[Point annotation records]
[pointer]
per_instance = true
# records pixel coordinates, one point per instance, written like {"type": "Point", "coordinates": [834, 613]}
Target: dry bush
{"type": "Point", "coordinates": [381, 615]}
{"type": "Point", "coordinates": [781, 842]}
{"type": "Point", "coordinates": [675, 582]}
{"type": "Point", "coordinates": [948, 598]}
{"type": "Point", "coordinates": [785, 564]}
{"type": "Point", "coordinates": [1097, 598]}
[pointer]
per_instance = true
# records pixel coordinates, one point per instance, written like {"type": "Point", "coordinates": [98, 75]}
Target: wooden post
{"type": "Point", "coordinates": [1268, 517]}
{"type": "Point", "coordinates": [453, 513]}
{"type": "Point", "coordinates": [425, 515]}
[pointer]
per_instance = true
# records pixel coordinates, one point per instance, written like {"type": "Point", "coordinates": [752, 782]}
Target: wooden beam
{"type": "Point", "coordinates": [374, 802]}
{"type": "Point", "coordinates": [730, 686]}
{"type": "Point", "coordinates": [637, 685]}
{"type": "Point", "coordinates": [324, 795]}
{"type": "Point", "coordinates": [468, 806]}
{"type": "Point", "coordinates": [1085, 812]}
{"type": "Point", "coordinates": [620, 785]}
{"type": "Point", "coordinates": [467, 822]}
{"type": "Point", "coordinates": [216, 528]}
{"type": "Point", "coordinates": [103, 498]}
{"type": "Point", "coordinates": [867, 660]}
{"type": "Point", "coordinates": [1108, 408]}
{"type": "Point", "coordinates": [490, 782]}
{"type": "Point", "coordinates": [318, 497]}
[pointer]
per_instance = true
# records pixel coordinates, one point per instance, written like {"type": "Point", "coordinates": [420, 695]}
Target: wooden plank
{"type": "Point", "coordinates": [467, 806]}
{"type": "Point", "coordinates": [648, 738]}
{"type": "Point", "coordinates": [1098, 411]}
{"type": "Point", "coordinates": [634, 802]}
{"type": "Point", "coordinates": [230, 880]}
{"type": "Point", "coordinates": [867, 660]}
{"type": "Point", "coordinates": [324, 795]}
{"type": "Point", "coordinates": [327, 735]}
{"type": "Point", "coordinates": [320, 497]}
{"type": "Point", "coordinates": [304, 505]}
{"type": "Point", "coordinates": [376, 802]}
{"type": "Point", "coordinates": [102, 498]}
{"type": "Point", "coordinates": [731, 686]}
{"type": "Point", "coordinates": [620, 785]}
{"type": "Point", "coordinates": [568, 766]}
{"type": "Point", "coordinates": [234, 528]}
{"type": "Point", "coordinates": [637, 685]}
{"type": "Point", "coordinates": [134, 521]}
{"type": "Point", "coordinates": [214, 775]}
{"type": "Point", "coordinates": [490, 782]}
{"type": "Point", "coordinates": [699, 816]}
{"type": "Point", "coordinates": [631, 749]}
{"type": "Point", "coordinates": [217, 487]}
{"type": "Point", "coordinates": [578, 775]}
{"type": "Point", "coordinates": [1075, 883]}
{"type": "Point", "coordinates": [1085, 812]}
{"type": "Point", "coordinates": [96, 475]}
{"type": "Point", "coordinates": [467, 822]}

# GOAL OF THE EXERCISE
List every line above that contains the string "like", counting a match only when the case is the same.

# WRITTEN REPLY
# records pixel coordinates, one point per instance, written like {"type": "Point", "coordinates": [834, 613]}
# records pixel coordinates, one point per instance, written like {"type": "Point", "coordinates": [98, 75]}
# records pixel coordinates, one point per instance, written like {"type": "Point", "coordinates": [752, 782]}
# records pixel coordinates, one point per instance, written like {"type": "Point", "coordinates": [420, 695]}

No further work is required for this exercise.